> [Exercise goal]:
Arrange every line of the items below as a numbered list, leaving out any blank lines.

* begin Data for this exercise *

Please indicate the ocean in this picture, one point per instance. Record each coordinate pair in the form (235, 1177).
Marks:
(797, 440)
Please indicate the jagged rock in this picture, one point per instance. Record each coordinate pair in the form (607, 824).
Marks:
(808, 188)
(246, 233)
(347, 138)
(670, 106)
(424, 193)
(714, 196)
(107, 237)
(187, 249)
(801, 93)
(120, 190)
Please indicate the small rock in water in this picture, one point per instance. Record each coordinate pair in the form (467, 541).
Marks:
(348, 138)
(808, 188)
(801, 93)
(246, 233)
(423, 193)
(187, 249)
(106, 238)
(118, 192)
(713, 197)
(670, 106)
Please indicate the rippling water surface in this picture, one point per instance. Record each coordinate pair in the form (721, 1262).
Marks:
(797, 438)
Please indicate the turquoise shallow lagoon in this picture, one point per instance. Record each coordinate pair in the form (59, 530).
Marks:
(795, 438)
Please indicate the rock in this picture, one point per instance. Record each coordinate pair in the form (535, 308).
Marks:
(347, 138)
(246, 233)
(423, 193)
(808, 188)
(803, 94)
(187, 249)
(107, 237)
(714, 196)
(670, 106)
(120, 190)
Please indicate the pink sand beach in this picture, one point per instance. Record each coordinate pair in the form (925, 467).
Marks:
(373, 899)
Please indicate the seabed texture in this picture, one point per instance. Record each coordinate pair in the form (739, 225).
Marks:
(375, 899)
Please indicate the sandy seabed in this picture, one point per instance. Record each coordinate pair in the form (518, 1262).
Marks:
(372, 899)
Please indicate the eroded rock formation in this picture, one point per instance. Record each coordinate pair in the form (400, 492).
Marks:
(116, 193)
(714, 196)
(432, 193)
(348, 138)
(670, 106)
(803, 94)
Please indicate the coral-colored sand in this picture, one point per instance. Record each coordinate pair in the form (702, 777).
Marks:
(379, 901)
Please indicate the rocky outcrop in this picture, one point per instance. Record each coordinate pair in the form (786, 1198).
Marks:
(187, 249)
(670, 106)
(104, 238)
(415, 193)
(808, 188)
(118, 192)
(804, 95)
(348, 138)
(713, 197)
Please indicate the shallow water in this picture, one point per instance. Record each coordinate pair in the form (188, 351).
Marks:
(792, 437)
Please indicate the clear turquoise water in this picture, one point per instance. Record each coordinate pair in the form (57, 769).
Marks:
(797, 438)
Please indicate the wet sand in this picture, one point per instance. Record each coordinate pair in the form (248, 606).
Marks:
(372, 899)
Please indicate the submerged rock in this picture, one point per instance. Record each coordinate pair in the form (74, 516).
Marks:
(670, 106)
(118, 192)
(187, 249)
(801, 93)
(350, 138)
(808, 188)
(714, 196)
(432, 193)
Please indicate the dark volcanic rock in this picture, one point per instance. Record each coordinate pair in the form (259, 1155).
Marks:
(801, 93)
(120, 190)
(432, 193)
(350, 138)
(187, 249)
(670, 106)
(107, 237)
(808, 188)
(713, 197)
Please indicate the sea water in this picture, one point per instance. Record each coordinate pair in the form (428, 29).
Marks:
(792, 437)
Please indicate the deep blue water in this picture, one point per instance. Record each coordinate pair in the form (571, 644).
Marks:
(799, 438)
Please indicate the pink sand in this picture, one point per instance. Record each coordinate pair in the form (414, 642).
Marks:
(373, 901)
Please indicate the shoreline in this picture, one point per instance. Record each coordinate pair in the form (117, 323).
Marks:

* end Data for this exercise *

> [Task result]:
1. Please indicate the ocean in this picture, one point per instance. Record each coordinate pair in the form (235, 1177).
2. Marks:
3. (797, 440)
4. Please indicate the jagged rock in this picture, one point per instance. Record each coordinate pair in the form (607, 824).
5. Marks:
6. (808, 188)
7. (246, 233)
8. (347, 138)
9. (670, 106)
10. (424, 193)
11. (714, 196)
12. (107, 237)
13. (187, 249)
14. (801, 93)
15. (120, 190)
16. Please indicate the small rock in water in this picture, one point per instance. Record each coordinate pair in the form (467, 541).
17. Marks:
18. (348, 138)
19. (808, 188)
20. (801, 93)
21. (246, 233)
22. (423, 193)
23. (187, 249)
24. (106, 238)
25. (118, 192)
26. (713, 197)
27. (670, 106)
28. Please indicate the rippling water surface in this picture, one point per instance. Record each coordinate pair in the form (721, 1262).
29. Marks:
30. (797, 438)
31. Please indicate the turquoise shallow lagoon in this picture, one point per instance. Record each coordinate pair in the form (59, 530).
32. Marks:
33. (795, 438)
34. Please indicate the rock in this picture, one point per instance. Record each coordinate pair in the form (535, 308).
35. Marks:
36. (347, 138)
37. (246, 233)
38. (423, 193)
39. (808, 188)
40. (803, 94)
41. (187, 249)
42. (107, 237)
43. (714, 196)
44. (670, 106)
45. (120, 190)
46. Please indicate the pink sand beach in this picture, one point per instance. Record each coordinate pair in the form (925, 467).
47. Marks:
48. (373, 899)
49. Please indicate the seabed texture in this picture, one point per instance. Record each coordinate pair in the form (739, 225).
50. Marks:
51. (375, 899)
52. Please indicate the sandy seabed in this picture, one point per instance. Record each coordinate pair in the form (518, 1262).
53. Marks:
54. (372, 899)
55. Please indicate the eroded rock formation in this picture, one point per instance. Record each coordinate pair in the form (400, 492).
56. Marks:
57. (116, 193)
58. (714, 196)
59. (432, 193)
60. (348, 138)
61. (670, 106)
62. (803, 94)
63. Please indicate the coral-colored sand in this picture, one point per instance. Record each coordinate pair in the form (702, 777).
64. Marks:
65. (379, 901)
66. Please indicate the rocky outcrop in this picture, one point per instance. Record each coordinate pair in the form (786, 1198).
67. Marks:
68. (187, 249)
69. (670, 106)
70. (104, 238)
71. (415, 193)
72. (808, 188)
73. (118, 192)
74. (804, 95)
75. (348, 138)
76. (713, 197)
77. Please indicate the shallow water in this picture, one point per instance. Record each coordinate pair in the form (188, 351).
78. Marks:
79. (792, 437)
80. Please indicate the clear turquoise water in this picture, one point per instance. Record each coordinate pair in the form (57, 769).
81. Marks:
82. (797, 438)
83. Please indicate the wet sand in this picture, one point per instance. Record each coordinate pair in the form (248, 606).
84. Marks:
85. (372, 899)
86. Please indicate the submerged rock in this picture, one point per instance. Record each coordinate pair in the form (74, 516).
87. Marks:
88. (670, 106)
89. (118, 192)
90. (187, 249)
91. (801, 93)
92. (350, 138)
93. (808, 188)
94. (714, 196)
95. (432, 193)
96. Please indicate the dark volcanic rock in this picture, one point per instance. Record each coordinate pair in the form (259, 1155).
97. Marks:
98. (801, 93)
99. (120, 190)
100. (432, 193)
101. (350, 138)
102. (187, 249)
103. (670, 106)
104. (107, 237)
105. (808, 188)
106. (713, 197)
107. Please indicate the sea water in this picture, one point per instance. Record each coordinate pair in the form (428, 29).
108. Marks:
109. (792, 437)
110. Please indicate the deep blue water in this picture, one point per instance. Record each coordinate pair in the form (571, 644).
111. Marks:
112. (799, 438)
113. Please indicate the pink sand in this picture, one point per instance. Record each coordinate pair in the form (414, 642).
114. Marks:
115. (373, 901)
116. Please indicate the shoreline in this picture, one point per instance. Record each coordinate pair in the form (117, 323).
117. Marks:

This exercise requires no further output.